## [Instructions for the task]
Present each line of the records below as a Markdown table with the columns Row and Text. Number the rows and leave out blank lines.

● ● ● ● ● ● ●

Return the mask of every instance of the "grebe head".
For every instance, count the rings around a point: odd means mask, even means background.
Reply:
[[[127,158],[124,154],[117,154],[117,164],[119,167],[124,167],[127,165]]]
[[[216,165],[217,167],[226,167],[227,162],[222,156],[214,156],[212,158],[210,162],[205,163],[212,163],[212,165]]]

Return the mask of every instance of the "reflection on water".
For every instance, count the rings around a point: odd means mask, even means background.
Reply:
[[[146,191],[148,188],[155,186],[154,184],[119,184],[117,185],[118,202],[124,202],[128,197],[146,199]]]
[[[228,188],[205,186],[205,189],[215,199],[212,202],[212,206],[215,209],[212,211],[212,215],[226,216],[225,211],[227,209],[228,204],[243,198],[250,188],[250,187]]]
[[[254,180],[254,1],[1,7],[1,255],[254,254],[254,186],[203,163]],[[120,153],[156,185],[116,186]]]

● ● ● ● ● ● ●

## [Result]
| Row | Text |
|---|---|
| 1 | Return the mask of every instance of the "grebe head". |
| 2 | For every instance, count the rings around a point: odd means mask, even means background. |
| 3 | Reply: |
| 4 | [[[127,158],[124,154],[117,154],[117,164],[119,167],[124,167],[127,165]]] |
| 5 | [[[216,165],[217,167],[226,167],[227,162],[222,156],[214,156],[212,158],[210,162],[205,163],[212,163],[212,165]]] |
| 6 | Return the mask of every instance of the "reflection on water". |
| 7 | For every instance, count the rings around a point: odd means mask, even means background. |
| 8 | Reply: |
| 9 | [[[146,191],[148,188],[155,186],[154,184],[119,184],[117,185],[118,202],[124,202],[128,197],[146,199]]] |
| 10 | [[[228,188],[205,186],[205,189],[215,199],[212,202],[212,206],[215,209],[212,211],[212,215],[226,216],[225,211],[227,209],[228,204],[243,198],[250,188],[250,187]]] |
| 11 | [[[254,180],[254,1],[1,7],[1,255],[254,254],[254,186],[203,163]],[[120,153],[156,185],[116,186]]] |